Object location labeling data
>> BEGIN
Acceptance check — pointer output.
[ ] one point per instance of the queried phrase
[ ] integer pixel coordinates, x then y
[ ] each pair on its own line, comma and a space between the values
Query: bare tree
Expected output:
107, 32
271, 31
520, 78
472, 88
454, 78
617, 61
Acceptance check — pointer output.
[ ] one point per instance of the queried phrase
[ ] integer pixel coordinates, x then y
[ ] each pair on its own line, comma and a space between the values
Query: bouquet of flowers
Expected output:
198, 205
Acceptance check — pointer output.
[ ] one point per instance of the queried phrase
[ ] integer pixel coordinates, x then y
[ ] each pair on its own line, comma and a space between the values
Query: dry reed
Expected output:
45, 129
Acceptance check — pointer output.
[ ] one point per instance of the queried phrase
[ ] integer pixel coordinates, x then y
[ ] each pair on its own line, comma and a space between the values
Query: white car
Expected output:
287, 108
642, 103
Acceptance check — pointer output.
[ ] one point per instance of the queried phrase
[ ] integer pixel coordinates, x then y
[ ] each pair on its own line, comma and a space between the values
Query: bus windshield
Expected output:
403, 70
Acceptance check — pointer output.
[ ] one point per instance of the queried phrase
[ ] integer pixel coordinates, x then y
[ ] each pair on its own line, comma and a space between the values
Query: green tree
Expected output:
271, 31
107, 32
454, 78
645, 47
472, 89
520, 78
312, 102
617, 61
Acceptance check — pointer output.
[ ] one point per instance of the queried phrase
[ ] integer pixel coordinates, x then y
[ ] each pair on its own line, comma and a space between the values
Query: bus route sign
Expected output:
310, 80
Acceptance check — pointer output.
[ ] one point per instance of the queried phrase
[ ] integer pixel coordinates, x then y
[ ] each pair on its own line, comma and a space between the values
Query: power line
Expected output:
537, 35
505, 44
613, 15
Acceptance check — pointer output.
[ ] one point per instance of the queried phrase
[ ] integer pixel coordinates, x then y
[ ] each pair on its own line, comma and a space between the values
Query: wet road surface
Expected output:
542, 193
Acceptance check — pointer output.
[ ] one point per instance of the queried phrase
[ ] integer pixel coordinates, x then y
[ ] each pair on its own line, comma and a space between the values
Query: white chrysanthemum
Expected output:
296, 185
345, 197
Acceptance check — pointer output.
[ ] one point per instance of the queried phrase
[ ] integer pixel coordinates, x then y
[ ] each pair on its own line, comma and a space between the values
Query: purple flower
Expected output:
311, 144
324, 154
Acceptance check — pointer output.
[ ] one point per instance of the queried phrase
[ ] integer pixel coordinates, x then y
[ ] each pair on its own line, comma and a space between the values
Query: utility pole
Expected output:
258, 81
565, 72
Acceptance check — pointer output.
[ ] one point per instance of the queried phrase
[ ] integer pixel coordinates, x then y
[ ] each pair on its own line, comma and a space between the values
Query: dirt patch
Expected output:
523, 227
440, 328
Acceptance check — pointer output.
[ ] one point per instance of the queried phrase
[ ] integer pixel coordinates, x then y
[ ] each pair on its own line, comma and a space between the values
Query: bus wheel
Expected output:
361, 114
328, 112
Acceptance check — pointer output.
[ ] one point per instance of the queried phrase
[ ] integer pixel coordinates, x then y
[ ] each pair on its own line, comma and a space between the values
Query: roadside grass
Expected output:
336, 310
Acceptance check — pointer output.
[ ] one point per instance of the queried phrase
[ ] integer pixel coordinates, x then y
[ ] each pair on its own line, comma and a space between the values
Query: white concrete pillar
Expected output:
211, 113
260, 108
>> END
Pick out every line of the listing that holds the word "white" and copy each one.

:: ANSWER TO THE PROBLEM ::
Query: white car
Query: white chrysanthemum
Query: white concrete pillar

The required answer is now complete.